» ABOUT THIS EXERCISE: With all images omitted, write out the records word for word.

» ENTRIES SHOWN:

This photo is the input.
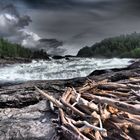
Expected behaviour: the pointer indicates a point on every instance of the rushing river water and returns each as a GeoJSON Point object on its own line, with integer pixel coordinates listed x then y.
{"type": "Point", "coordinates": [58, 69]}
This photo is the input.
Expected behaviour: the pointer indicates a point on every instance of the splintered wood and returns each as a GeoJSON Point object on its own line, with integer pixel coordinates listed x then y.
{"type": "Point", "coordinates": [99, 110]}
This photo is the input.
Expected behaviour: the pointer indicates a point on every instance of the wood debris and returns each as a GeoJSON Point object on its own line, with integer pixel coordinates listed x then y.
{"type": "Point", "coordinates": [99, 110]}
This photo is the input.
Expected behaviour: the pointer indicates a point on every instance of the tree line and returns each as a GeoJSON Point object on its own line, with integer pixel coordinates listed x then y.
{"type": "Point", "coordinates": [13, 50]}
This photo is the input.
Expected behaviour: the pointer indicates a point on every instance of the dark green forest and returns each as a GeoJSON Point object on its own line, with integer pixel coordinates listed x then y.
{"type": "Point", "coordinates": [124, 46]}
{"type": "Point", "coordinates": [8, 49]}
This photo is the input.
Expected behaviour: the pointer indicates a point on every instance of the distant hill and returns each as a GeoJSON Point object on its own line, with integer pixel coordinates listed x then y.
{"type": "Point", "coordinates": [8, 49]}
{"type": "Point", "coordinates": [124, 46]}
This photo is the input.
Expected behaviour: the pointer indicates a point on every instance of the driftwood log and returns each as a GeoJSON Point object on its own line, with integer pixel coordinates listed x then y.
{"type": "Point", "coordinates": [26, 114]}
{"type": "Point", "coordinates": [99, 110]}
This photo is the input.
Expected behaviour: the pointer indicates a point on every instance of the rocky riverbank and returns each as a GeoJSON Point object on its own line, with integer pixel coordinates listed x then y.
{"type": "Point", "coordinates": [25, 114]}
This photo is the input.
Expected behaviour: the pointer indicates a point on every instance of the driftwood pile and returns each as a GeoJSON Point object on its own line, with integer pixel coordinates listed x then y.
{"type": "Point", "coordinates": [100, 110]}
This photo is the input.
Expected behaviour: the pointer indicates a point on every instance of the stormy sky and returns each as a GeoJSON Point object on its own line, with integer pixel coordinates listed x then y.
{"type": "Point", "coordinates": [75, 22]}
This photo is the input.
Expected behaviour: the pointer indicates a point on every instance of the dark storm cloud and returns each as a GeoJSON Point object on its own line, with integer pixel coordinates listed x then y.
{"type": "Point", "coordinates": [81, 22]}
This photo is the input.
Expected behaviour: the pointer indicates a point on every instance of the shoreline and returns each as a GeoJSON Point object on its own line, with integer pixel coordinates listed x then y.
{"type": "Point", "coordinates": [28, 112]}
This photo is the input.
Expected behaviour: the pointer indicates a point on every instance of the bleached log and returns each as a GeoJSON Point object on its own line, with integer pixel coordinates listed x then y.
{"type": "Point", "coordinates": [134, 109]}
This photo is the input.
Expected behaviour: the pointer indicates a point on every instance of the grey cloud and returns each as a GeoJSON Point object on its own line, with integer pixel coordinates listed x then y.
{"type": "Point", "coordinates": [80, 22]}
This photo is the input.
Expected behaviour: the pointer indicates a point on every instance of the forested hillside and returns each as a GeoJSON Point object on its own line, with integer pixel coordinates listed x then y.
{"type": "Point", "coordinates": [8, 49]}
{"type": "Point", "coordinates": [122, 46]}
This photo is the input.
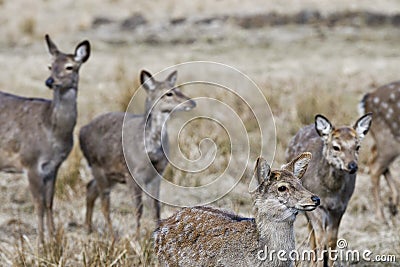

» EXERCISE RESULT:
This photo is the input.
Expected behaviour: the pointer indicates a point on every instance of the rushing river water and returns each as a GeoJSON Point object on its own line, with integer pixel coordinates listed x then y.
{"type": "Point", "coordinates": [58, 69]}
This photo is the input.
Expected behaviour: the pointer indicates a point on every instance of the splintered wood and returns each as a GeoJSON Point object on its own line, with integer pixel coordinates listed x then y.
{"type": "Point", "coordinates": [99, 110]}
This photo is the input.
Expected behaviour: the pointer indicates a point on every instance of the wood debris and returns each as a GeoJSON Point object on its own line, with integer pixel coordinates listed x then y.
{"type": "Point", "coordinates": [99, 110]}
This photo is the input.
Expected behaviour: the pointer indicates a point on every instance of the tree line and returns each as a GeoJSON Point object on its own line, with integer pixel coordinates listed x then y.
{"type": "Point", "coordinates": [13, 50]}
This photo is the input.
Expected behaviour: the pointer indicates a point on every instance of the dark green forest and returns each as a GeoJSON Point object on its own line, with integer pixel coordinates listed x then y.
{"type": "Point", "coordinates": [124, 46]}
{"type": "Point", "coordinates": [8, 49]}
This photo is the input.
Expected behaviour: the pointer indicates a point on every instance of the distant hill and returns each as a GeoJSON Point object on its own line, with integer pixel coordinates listed x then y.
{"type": "Point", "coordinates": [8, 49]}
{"type": "Point", "coordinates": [124, 46]}
This photo is the input.
Expected behaviour: the pointer indicates a point on every instance of the driftwood log and returns each as a GeoJSON Point object on its own line, with integer pixel coordinates listed x then y.
{"type": "Point", "coordinates": [26, 114]}
{"type": "Point", "coordinates": [99, 110]}
This photo is the input.
Expected behaviour: the pointer indicates a point on every instance of the rocky riverbank and returns each as a GeoJSON Point object on its own line, with integer pixel coordinates listed x then y.
{"type": "Point", "coordinates": [25, 114]}
This photo is the input.
Expected behaviour: the pointer indicates a point on every instance of the driftwood pile and returns each as a GeoJSON Point object on its own line, with integer pixel coordinates listed x then y.
{"type": "Point", "coordinates": [100, 110]}
This photo is the input.
Expected behaviour: the pointer indicates a point on every instance of the stormy sky and returns each as a GeoJSON Point object on its own line, with integer pixel coordinates listed x then y.
{"type": "Point", "coordinates": [75, 22]}
This photo is the input.
Expected behaviour: the pointer indicates a point on every instance of the dark storm cloud and returns each as a GeoJSON Point object on its own line, with integer pixel coordinates listed x then y.
{"type": "Point", "coordinates": [81, 22]}
This photo is the input.
Expected behaviour: the pointer indicates a point on every instance of the shoreline and returns each as a GeoJSON Point object on its own line, with integer pixel coordinates listed x then y.
{"type": "Point", "coordinates": [28, 112]}
This photo is the input.
Expected behaviour: the pointer indicates a point on every instance of the bleached log and returns each as a GeoJSON Point object on its own line, with integer pixel coordinates listed x then y.
{"type": "Point", "coordinates": [134, 109]}
This photo is the input.
Expected behaviour: the pointer indicates a point on every instance of the grey cloud and returns each as a GeoJSON Point object on its own line, with integer pixel coordinates listed x then y.
{"type": "Point", "coordinates": [80, 22]}
This photo is the input.
Expected behaviour: the pointer indicates a point on every instance of the forested hillside and returns each as a GeoJSON Point object on its own line, with integer pixel coordinates listed x then y.
{"type": "Point", "coordinates": [8, 49]}
{"type": "Point", "coordinates": [122, 46]}
This photo is the input.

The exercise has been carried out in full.